▸ CEL ZADANIA: Przepisz wszystko od pierwszego wiersza aż po wiersz zawierający „point(275, 312)” (oba włącznie), bez pomijania żadnego wiersza. W odpowiedziach pomnóż każdą współrzędną punktu przez 2,25 i zaokrąglij wynik do liczby całkowitej, połówki w górę.

---

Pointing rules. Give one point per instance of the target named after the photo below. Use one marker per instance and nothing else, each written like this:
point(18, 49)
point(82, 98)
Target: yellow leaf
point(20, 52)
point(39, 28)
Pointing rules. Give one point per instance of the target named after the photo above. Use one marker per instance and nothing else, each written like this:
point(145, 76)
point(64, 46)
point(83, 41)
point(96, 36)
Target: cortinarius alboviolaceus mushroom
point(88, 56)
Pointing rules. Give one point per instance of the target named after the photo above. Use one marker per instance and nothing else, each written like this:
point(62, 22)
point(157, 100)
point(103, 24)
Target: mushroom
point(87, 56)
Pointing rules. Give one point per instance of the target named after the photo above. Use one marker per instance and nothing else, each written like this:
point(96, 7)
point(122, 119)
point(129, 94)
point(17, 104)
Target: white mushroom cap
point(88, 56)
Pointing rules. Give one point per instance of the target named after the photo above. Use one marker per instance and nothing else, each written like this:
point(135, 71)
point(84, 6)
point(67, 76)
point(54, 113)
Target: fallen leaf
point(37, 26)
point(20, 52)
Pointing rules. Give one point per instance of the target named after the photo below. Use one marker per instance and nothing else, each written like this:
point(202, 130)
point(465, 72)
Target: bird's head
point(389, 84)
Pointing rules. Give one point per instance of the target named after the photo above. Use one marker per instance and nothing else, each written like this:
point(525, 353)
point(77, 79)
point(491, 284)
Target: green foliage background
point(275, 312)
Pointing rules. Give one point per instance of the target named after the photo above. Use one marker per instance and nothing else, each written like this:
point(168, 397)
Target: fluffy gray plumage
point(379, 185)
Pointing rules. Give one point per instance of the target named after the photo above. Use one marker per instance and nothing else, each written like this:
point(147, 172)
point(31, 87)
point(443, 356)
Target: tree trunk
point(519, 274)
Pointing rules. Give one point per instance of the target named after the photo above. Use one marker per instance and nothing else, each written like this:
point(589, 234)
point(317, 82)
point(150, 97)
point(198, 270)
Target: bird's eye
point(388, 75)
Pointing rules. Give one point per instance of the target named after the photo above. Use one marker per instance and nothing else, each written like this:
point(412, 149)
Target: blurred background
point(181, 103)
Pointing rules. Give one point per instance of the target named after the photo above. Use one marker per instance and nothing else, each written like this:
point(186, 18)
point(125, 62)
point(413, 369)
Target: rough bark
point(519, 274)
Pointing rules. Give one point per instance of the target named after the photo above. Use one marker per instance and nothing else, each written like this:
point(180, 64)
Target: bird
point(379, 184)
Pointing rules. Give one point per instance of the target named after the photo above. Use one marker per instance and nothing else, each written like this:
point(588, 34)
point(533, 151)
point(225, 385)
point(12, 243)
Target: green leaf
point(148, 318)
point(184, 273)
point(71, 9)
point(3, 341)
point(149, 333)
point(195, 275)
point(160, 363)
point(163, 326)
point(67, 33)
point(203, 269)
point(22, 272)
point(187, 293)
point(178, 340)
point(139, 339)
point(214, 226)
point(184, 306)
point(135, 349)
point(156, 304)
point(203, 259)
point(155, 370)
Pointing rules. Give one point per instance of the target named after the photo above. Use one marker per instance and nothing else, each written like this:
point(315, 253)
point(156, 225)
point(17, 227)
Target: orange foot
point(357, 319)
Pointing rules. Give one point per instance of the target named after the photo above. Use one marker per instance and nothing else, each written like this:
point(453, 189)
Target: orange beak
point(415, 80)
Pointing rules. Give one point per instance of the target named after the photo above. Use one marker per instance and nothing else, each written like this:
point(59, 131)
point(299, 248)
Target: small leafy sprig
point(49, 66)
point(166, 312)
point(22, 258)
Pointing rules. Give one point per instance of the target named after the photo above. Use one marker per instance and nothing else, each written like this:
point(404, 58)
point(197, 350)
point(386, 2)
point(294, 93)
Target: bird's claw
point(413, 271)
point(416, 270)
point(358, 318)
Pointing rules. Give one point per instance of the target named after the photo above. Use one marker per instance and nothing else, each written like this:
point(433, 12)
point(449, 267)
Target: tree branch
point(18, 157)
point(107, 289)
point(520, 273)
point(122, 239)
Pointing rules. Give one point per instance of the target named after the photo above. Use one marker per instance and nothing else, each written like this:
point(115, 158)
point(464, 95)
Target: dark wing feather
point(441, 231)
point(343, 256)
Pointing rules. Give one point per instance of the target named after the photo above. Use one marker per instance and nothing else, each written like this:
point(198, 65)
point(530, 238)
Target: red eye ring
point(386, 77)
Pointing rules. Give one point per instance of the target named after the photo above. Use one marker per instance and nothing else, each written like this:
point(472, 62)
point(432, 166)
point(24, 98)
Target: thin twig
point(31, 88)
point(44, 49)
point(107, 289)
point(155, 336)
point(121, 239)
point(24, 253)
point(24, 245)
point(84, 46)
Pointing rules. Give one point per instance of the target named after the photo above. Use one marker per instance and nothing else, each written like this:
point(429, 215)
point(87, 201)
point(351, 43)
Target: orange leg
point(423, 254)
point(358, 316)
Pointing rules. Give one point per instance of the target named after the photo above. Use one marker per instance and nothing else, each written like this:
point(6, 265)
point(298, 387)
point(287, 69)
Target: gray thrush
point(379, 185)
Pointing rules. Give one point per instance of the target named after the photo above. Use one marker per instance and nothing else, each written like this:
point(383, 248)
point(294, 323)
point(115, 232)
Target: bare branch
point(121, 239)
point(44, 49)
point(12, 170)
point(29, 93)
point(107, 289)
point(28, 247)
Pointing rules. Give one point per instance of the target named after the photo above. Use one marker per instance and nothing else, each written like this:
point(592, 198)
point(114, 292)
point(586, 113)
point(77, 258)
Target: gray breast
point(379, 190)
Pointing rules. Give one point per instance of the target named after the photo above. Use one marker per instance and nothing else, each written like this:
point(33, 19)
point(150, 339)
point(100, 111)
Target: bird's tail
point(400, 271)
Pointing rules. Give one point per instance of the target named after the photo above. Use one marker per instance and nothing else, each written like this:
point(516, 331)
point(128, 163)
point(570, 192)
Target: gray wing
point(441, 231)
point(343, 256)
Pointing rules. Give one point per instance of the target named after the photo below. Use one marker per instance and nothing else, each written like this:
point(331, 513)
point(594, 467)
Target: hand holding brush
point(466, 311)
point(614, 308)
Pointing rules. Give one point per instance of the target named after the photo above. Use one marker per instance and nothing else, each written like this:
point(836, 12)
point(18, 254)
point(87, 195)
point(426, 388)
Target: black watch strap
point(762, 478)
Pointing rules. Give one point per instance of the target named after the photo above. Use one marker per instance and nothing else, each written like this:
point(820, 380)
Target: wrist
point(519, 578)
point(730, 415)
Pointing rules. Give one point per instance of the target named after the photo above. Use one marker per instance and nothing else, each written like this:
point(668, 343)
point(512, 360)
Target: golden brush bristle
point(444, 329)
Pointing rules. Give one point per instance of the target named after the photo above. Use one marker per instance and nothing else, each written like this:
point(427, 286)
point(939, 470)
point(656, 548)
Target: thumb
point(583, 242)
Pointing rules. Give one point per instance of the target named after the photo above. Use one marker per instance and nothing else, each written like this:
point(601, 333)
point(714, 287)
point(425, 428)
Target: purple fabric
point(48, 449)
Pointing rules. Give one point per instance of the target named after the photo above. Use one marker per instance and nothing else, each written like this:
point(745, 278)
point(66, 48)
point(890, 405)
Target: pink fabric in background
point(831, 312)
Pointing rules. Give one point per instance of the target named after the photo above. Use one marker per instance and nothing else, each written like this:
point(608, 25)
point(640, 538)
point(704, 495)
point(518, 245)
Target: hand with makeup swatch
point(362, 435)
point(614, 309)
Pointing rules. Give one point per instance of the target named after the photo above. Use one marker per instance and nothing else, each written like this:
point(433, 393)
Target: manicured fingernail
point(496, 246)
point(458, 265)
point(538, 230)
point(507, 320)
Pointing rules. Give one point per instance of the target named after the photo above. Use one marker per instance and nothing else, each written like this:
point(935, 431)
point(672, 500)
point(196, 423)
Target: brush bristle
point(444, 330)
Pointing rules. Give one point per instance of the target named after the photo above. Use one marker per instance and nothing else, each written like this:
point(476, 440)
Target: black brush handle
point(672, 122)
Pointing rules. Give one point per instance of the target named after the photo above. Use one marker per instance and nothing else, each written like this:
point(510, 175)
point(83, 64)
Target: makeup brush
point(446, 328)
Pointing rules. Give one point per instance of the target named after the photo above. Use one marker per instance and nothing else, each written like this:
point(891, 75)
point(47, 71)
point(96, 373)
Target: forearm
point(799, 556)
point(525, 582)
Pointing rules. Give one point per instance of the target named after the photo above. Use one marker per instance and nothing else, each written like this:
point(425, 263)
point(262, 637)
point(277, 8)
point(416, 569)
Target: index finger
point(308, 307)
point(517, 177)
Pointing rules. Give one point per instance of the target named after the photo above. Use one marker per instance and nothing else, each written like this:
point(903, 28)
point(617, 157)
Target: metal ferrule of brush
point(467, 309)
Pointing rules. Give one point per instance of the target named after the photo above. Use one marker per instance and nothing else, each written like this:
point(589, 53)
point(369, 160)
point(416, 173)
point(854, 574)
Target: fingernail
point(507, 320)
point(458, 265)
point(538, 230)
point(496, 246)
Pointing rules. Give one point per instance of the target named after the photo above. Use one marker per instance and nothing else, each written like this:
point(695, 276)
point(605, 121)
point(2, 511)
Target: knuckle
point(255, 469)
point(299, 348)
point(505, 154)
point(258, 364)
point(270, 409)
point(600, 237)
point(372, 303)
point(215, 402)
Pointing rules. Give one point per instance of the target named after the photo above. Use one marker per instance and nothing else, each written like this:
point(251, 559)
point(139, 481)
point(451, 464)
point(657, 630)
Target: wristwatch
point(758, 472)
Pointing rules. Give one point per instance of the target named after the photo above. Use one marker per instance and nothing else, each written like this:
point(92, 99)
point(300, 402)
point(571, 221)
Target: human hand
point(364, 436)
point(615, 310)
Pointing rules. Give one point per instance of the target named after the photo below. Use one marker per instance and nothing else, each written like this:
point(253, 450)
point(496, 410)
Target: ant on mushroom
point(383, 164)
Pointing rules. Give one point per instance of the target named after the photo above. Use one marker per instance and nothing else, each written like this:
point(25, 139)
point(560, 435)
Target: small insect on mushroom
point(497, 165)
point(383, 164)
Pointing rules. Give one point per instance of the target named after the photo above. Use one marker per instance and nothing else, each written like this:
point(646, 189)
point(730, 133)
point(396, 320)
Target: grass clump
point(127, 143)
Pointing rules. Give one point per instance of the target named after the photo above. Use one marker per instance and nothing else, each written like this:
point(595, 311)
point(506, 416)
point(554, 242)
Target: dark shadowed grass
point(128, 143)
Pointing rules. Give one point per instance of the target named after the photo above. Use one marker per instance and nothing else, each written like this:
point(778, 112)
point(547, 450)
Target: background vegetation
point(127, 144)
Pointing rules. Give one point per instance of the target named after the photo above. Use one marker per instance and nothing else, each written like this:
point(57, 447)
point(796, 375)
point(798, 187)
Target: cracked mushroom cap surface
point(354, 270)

---

▸ ROZWIĄZANIE ZADANIA:
Pointing rules. Give one point per instance of the target named after the photo below. Use one marker per instance and nothing else, each written like this:
point(18, 49)
point(82, 98)
Target: yellow leaf
point(45, 117)
point(88, 63)
Pointing rules. Give one point per instance of the target named after the photo above. Use one marker per instance and nothing else, each written like this:
point(145, 76)
point(64, 46)
point(83, 41)
point(96, 36)
Target: cortinarius alboviolaceus mushroom
point(198, 126)
Pointing rules. Give one point per instance of the target named after the photo above. Use one marker per instance and nothing else, each written like this:
point(62, 22)
point(157, 100)
point(103, 24)
Target: mushroom
point(196, 126)
Pointing rules. Give one point per instance of the target named after the photo above. Use one marker per instance and nothing else, each written like this:
point(96, 7)
point(122, 119)
point(129, 94)
point(17, 104)
Target: white mushroom cap
point(198, 126)
Pointing rules. Give one point per instance of the target named after the photo above. Use one marker per instance and nothing else, each written like this:
point(135, 71)
point(84, 6)
point(67, 76)
point(54, 113)
Target: fallen leaf
point(83, 59)
point(45, 117)
Pointing rules. Give one point per instance of the target named after the photo below. Use one marker per instance and nothing else, each written like this:
point(202, 130)
point(465, 72)
Target: bird's head
point(875, 189)
Pointing rules. Give one point per instance of the target named after the photo above. Use one marker per instance and nothing else, each written like this:
point(525, 353)
point(77, 79)
point(491, 284)
Target: green foliage background
point(619, 702)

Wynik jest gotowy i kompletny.